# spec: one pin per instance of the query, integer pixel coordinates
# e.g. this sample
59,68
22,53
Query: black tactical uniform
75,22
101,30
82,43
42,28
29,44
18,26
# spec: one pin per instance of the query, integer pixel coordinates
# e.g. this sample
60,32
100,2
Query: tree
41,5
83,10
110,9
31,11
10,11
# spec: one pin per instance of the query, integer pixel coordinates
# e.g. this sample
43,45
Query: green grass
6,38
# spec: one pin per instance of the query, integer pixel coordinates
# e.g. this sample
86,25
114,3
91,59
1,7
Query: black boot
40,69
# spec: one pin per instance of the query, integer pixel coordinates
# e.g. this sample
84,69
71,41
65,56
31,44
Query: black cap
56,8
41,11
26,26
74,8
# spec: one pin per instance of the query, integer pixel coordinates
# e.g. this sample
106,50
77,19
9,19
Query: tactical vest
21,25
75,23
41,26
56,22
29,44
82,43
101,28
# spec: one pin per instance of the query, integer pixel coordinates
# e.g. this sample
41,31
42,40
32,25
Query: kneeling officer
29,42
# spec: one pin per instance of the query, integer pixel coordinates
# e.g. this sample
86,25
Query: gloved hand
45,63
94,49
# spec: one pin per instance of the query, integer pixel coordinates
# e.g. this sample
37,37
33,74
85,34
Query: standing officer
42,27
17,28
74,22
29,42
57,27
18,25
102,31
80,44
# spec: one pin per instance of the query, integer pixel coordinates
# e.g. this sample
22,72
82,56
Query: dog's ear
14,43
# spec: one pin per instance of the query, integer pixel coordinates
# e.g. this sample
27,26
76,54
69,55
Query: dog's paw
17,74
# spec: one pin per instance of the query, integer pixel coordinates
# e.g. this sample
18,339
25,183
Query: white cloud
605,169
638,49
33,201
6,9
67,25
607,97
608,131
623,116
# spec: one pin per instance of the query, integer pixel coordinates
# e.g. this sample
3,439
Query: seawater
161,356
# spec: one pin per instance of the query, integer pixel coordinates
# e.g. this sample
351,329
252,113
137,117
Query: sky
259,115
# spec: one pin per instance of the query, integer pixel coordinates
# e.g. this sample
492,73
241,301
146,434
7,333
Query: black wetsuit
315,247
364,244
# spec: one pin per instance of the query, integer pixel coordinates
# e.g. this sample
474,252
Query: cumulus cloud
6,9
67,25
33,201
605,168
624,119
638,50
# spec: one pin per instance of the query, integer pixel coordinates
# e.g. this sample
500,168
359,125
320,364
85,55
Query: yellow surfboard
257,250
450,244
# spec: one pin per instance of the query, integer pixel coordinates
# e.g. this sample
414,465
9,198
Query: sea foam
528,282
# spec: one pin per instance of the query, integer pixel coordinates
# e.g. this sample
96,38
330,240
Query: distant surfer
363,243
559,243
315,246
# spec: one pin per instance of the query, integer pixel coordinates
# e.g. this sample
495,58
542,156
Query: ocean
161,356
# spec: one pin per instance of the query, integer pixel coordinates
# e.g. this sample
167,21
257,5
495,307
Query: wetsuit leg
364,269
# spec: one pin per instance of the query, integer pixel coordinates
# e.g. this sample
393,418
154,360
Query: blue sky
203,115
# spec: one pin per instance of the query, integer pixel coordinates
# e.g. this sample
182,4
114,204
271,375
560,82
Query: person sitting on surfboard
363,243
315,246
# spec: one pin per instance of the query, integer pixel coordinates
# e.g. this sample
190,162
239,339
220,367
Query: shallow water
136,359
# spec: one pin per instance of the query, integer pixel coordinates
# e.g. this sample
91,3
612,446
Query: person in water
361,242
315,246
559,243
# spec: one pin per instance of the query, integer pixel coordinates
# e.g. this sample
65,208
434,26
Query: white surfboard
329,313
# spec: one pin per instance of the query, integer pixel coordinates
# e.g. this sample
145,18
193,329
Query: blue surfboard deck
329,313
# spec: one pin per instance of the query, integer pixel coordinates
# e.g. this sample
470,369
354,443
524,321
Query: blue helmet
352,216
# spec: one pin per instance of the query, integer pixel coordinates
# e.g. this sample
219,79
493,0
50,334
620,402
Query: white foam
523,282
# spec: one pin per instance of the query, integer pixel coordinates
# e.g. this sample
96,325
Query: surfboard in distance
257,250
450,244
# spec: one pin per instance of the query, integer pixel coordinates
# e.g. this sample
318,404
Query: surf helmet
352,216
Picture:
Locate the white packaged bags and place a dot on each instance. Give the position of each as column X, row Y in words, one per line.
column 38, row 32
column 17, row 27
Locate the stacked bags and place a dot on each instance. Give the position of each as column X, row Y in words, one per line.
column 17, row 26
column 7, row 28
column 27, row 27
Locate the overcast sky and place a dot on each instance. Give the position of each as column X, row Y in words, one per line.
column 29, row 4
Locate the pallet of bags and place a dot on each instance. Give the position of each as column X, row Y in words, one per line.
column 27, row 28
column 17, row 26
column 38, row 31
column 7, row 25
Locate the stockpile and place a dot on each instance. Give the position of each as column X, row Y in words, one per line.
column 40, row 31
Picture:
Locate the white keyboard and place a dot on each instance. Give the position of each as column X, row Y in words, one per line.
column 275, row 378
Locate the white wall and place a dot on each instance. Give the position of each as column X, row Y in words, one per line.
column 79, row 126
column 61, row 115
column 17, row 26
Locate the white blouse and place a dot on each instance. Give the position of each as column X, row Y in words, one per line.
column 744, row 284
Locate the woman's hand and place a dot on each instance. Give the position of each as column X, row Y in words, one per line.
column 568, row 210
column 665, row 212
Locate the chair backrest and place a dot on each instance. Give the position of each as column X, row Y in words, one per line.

++++++++

▶ **Work to be completed**:
Your task is to restate the material above word for word.

▶ **Your solution**:
# spec: one pin per instance of the query, integer pixel coordinates
# e.g. this sample
59,68
22,53
Query: black tactical uniform
75,22
101,30
82,43
42,28
29,44
18,26
# spec: one pin per instance of the query, integer pixel coordinates
# e.g. this sample
60,32
100,2
Query: tree
41,5
83,10
110,9
31,11
10,11
# spec: one pin per instance of the query, integer pixel coordinates
# e.g. this sample
43,45
Query: green grass
6,38
# spec: one pin per instance of the query, integer pixel coordinates
# e.g. this sample
86,25
114,3
91,59
1,7
Query: black boot
40,69
# spec: one pin per instance of the query, integer pixel coordinates
# e.g. this sample
84,69
71,41
65,56
31,44
Query: black cap
56,8
41,11
26,26
74,8
# spec: one pin per instance of the query, integer pixel coordinates
# e.g. this sample
106,50
77,19
9,19
Query: tactical vest
21,25
75,23
41,26
56,22
29,44
82,43
101,28
# spec: one pin per instance of the query, integer pixel coordinates
# e.g. this sample
41,31
42,40
32,25
Query: kneeling officer
29,42
# spec: one pin per instance of the query, integer pixel coordinates
# e.g. this sample
86,25
Query: gloved hand
45,63
94,49
# spec: one pin per instance of the query, integer pixel coordinates
# e.g. this sample
37,37
33,74
85,34
Query: standing officer
42,27
17,28
74,22
29,42
57,27
18,25
102,31
80,44
# spec: one pin per instance of the query, integer pixel coordinates
# e.g. this sample
22,72
82,56
Query: dog's ear
14,43
# spec: one pin per instance of the query, integer pixel coordinates
# e.g. this sample
27,26
76,54
69,55
Query: dog's paw
17,74
# spec: one pin per instance of the query, integer pixel coordinates
# e.g. this sample
18,339
25,183
Query: white cloud
605,169
638,49
33,201
6,9
67,25
607,97
608,131
623,116
# spec: one pin per instance of the query, integer pixel coordinates
# e.g. this sample
3,439
Query: seawater
161,356
# spec: one pin per instance of the query, integer pixel coordinates
# e.g. this sample
351,329
252,113
137,117
Query: sky
259,115
# spec: one pin per instance of the query, integer pixel coordinates
# e.g. this sample
492,73
241,301
146,434
7,333
Query: black wetsuit
315,247
364,244
# spec: one pin per instance of the query, integer pixel coordinates
# e.g. this sample
474,252
Query: cumulus cloud
6,9
67,25
33,201
605,168
624,119
638,50
# spec: one pin per instance of the query, integer pixel coordinates
# e.g. this sample
500,168
359,125
320,364
85,55
Query: yellow surfboard
257,250
450,244
# spec: one pin per instance of the query, integer pixel coordinates
# e.g. this sample
414,465
9,198
Query: sea foam
528,282
# spec: one pin per instance of the query, integer pixel coordinates
# e.g. this sample
96,38
330,240
Query: distant surfer
363,243
559,243
315,246
# spec: one pin per instance of the query, integer pixel coordinates
# e.g. this sample
495,58
542,156
Query: ocean
161,356
# spec: one pin per instance of the query, integer pixel coordinates
# e.g. this sample
167,21
257,5
495,307
Query: wetsuit leg
364,269
# spec: one pin per instance of the query, integer pixel coordinates
# e.g. this sample
393,418
154,360
Query: blue sky
203,115
# spec: one pin per instance of the query, integer pixel coordinates
# e.g. this sample
182,4
114,204
271,375
560,82
Query: person sitting on surfboard
363,243
315,246
# spec: one pin per instance of the query, integer pixel coordinates
# e.g. this sample
190,162
239,339
220,367
Query: shallow water
136,359
# spec: one pin per instance of the query, integer pixel coordinates
# e.g. this sample
91,3
612,446
Query: person in water
361,242
315,246
559,243
# spec: one pin per instance of the query, integer pixel coordinates
# e.g. this sample
65,208
434,26
Query: white surfboard
329,313
# spec: one pin per instance of the query, integer pixel coordinates
# e.g. this sample
145,18
193,329
Query: blue surfboard deck
329,313
# spec: one pin per instance of the query, integer pixel coordinates
# e.g. this sample
470,369
354,443
524,321
Query: blue helmet
352,216
# spec: one pin per instance of the query, integer pixel coordinates
# e.g. this sample
219,79
493,0
50,334
620,402
Query: white foam
523,282
# spec: one pin per instance of the query, integer pixel coordinates
# e.g. this sample
96,325
Query: surfboard in distance
257,250
450,244
# spec: one pin per instance of the query, integer pixel coordinates
# e.g. this sample
318,404
Query: surf helmet
352,216
Picture:
Locate the white packaged bags and place a dot on each instance. Give the position of each as column X, row Y in words, one per line.
column 38, row 32
column 17, row 27
Locate the stacked bags and place a dot on each instance. Give the position of each as column X, row Y in words, one per line.
column 17, row 26
column 7, row 28
column 27, row 27
Locate the overcast sky and place a dot on each instance. Give the position of each as column X, row Y in words, one per line.
column 29, row 4
Locate the pallet of bags and place a dot on each instance. Give the position of each as column X, row Y in words, one per line.
column 27, row 28
column 17, row 26
column 38, row 31
column 7, row 25
Locate the stockpile and place a dot on each instance. Give the position of each as column X, row Y in words, one per line.
column 40, row 31
Picture:
Locate the white keyboard and place a dot on each instance. Give the position of each as column X, row Y in words, one per line.
column 275, row 378
Locate the white wall and place a dot on each instance. Give the position of each as column X, row Y in words, one per line.
column 79, row 126
column 61, row 115
column 17, row 26
Locate the white blouse and place a dot on each instance. Give the position of each as column X, row Y in words, one per line.
column 744, row 284
Locate the woman's hand and place a dot on each instance. Give the position of each as column X, row Y in words, one per line.
column 568, row 210
column 665, row 212
Locate the chair backrest and place a dot on each instance. Give the position of each as column X, row Y in words, one per line.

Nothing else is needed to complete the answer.